PROBLEM TO SOLVE → Reproduce all records exactly.

DATA TO EXAMINE →

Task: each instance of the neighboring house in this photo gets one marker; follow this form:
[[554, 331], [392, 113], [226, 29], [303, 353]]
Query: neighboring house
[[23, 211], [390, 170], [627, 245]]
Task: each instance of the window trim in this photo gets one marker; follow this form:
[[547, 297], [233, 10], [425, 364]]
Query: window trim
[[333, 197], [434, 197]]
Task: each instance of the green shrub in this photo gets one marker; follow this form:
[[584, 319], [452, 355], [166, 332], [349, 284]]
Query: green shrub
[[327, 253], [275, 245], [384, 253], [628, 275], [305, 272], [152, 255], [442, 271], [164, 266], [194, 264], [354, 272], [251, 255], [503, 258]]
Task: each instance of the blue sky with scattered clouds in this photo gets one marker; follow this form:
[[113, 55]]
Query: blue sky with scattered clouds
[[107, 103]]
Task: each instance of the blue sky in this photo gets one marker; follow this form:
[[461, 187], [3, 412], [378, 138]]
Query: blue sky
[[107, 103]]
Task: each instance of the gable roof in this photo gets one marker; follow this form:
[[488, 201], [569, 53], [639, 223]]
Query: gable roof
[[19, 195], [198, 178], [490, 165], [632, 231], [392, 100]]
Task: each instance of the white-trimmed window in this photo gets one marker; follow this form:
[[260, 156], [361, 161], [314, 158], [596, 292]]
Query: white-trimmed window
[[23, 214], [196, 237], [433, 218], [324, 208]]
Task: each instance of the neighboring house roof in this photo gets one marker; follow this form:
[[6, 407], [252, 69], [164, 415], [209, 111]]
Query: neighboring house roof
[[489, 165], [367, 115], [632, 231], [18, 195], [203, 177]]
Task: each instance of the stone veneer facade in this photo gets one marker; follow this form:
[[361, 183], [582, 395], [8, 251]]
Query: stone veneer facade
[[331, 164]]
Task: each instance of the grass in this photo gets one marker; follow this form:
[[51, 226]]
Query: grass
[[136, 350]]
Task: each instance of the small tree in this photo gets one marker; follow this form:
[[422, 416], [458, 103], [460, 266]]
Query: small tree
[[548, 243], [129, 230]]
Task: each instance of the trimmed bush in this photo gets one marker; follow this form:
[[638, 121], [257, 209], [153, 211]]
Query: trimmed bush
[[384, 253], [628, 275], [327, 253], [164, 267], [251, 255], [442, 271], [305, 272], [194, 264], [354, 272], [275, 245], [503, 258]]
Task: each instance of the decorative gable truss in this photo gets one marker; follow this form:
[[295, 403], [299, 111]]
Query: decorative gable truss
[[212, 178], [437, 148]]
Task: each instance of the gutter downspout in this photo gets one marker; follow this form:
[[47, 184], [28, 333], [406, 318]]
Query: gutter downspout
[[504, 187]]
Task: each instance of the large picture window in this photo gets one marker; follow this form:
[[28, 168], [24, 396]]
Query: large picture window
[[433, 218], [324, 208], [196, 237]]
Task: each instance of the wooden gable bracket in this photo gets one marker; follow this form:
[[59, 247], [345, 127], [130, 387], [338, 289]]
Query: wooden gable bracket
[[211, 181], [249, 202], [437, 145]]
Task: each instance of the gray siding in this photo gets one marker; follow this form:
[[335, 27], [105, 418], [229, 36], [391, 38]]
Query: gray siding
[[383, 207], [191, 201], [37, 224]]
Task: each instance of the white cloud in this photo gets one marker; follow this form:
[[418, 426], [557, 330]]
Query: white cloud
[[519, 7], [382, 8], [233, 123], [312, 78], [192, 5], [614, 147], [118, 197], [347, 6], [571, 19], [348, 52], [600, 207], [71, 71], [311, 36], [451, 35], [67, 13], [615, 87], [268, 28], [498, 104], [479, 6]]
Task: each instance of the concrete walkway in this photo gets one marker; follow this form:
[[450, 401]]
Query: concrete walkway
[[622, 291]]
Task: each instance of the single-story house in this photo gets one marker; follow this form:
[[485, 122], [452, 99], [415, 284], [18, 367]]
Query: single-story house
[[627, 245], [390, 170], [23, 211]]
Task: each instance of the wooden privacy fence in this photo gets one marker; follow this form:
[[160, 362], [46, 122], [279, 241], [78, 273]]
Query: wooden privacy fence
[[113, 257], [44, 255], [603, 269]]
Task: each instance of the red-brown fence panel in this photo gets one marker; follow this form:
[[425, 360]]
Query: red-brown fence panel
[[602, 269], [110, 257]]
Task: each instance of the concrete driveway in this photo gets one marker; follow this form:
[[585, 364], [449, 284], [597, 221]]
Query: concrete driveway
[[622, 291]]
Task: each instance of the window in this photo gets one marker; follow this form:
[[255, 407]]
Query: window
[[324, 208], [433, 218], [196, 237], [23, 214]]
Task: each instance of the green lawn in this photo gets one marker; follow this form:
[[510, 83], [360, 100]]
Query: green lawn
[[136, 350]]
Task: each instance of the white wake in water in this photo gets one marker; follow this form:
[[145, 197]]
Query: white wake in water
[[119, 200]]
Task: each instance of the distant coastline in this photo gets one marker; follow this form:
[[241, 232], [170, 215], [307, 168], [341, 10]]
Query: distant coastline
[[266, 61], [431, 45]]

EXERCISE OUTPUT →
Task: each instance of the neighboring house in this photo gets one marker; follow this form:
[[554, 331], [392, 113], [226, 29], [303, 353]]
Query: neighboring house
[[23, 211], [390, 170], [627, 245]]
Task: each instance of the window trim in this photo gets one marker; follow this form:
[[547, 297], [233, 10], [425, 364]]
Query: window trim
[[333, 197], [434, 197]]
Task: each instance of the green shrub in this photo gets one marker; follow this form:
[[584, 319], [452, 355], [166, 332], [349, 284]]
Query: green shrub
[[327, 253], [275, 245], [384, 253], [628, 275], [305, 272], [152, 255], [442, 271], [164, 266], [194, 264], [354, 272], [251, 255], [503, 258]]
Task: each instance of the blue sky with scattered clouds in this photo gets one marker; follow this form:
[[113, 55]]
Query: blue sky with scattered clouds
[[107, 103]]
Task: each instance of the blue sky in this photo gets one marker; follow this form:
[[461, 187], [3, 412], [378, 138]]
Query: blue sky
[[107, 103]]
Task: each instance of the gable roof in this photo gets one marker; follow this form:
[[488, 201], [569, 53], [639, 223]]
Query: gable roof
[[19, 195], [198, 178], [490, 165], [632, 231], [392, 100]]
Task: each instance of the white-trimmed window in this photo gets one marker; follow this form:
[[260, 156], [361, 161], [314, 158], [596, 292]]
Query: white-trimmed window
[[23, 214], [196, 237], [433, 218], [324, 208]]
Task: each instance of the neighboring house roof in this photo gets one marker; follow this form:
[[6, 407], [252, 69], [164, 415], [209, 111]]
Query: neighboring house roof
[[489, 165], [367, 115], [632, 231], [18, 195], [203, 177]]
Task: each instance of the stone veneer facade in this photo gets one marker; follow this form:
[[361, 183], [582, 395], [8, 251]]
Query: stone veneer facade
[[331, 164]]
Task: each instance of the grass in this photo gets one marker; follow this form:
[[51, 226]]
Query: grass
[[136, 350]]
Task: each instance of the small tree in this photo gets one marker; follow this form:
[[422, 416], [458, 103], [460, 266]]
Query: small tree
[[548, 243], [129, 230]]
Task: each instance of the trimmed bush in this photo gets one marker; follow this form:
[[638, 121], [257, 209], [153, 211]]
Query: trimmed bush
[[384, 253], [628, 275], [327, 253], [164, 267], [251, 255], [442, 271], [305, 272], [194, 264], [354, 272], [275, 245], [503, 258]]
Task: each instance of the decorative gable truss in this photo gets one marker; follow this form:
[[295, 403], [299, 111]]
Query: decorative gable truss
[[212, 178], [437, 148]]
Task: each instance of the gutter downspout in this photo gets one marker; follow this form:
[[47, 184], [28, 333], [406, 318]]
Query: gutter downspout
[[504, 187]]
Task: each instance of the large picture window in this photo gets one marker; follow this form:
[[28, 168], [24, 396]]
Query: large picture window
[[433, 218], [324, 208], [196, 237]]
Task: each instance of the wooden gable bracket in this photo gets one marker; follow this form:
[[59, 247], [345, 127], [130, 387], [338, 289]]
Query: wooden gable bracket
[[211, 181], [249, 202], [437, 145]]
Task: each instance of the gray siding in this photo gets one marker; follow this form:
[[335, 27], [105, 418], [229, 36], [391, 38]]
Query: gray siding
[[383, 207], [191, 201], [37, 224]]
Task: each instance of the white cloud in this photo gets one marker; follow this form:
[[418, 426], [557, 330]]
Query: white cloud
[[519, 7], [382, 8], [233, 123], [312, 78], [192, 5], [614, 147], [118, 197], [347, 6], [571, 19], [348, 52], [600, 207], [71, 71], [311, 36], [451, 35], [67, 13], [615, 87], [268, 28], [498, 104], [479, 6]]
Task: each instance of the concrete walkway in this photo gets one marker; follow this form:
[[450, 401]]
Query: concrete walkway
[[622, 291]]
Task: each instance of the single-story house in this photo gets one marker; follow this form:
[[485, 122], [452, 99], [415, 284], [18, 367]]
Query: single-story house
[[627, 245], [390, 170], [23, 211]]
Task: each instance of the wooden privacy fence in this photo gets one marker; follow this form:
[[160, 362], [46, 122], [279, 241], [78, 273]]
Query: wooden privacy fence
[[113, 257], [44, 255], [603, 269]]
Task: each instance of the red-brown fence panel in this photo gets one marker; follow this form:
[[425, 360]]
Query: red-brown fence panel
[[602, 269], [110, 257]]
Task: each instance of the concrete driveway in this photo gets one marker; follow this form:
[[585, 364], [449, 284], [597, 221]]
Query: concrete driveway
[[622, 291]]
Task: each instance of the window in this photo gets one marker; follow this form:
[[255, 407]]
Query: window
[[324, 208], [433, 218], [196, 237], [23, 214]]
Task: each instance of the green lawn in this photo gets one marker; follow this form:
[[510, 83], [360, 100]]
Query: green lawn
[[136, 350]]
Task: each instance of the white wake in water in this photo gets one marker; follow this form:
[[145, 197]]
Query: white wake in water
[[119, 200]]
Task: each instance of the distant coastline in this photo gets one marker; follow this form:
[[241, 232], [170, 215], [307, 168], [341, 10]]
Query: distant coastline
[[266, 61], [431, 45]]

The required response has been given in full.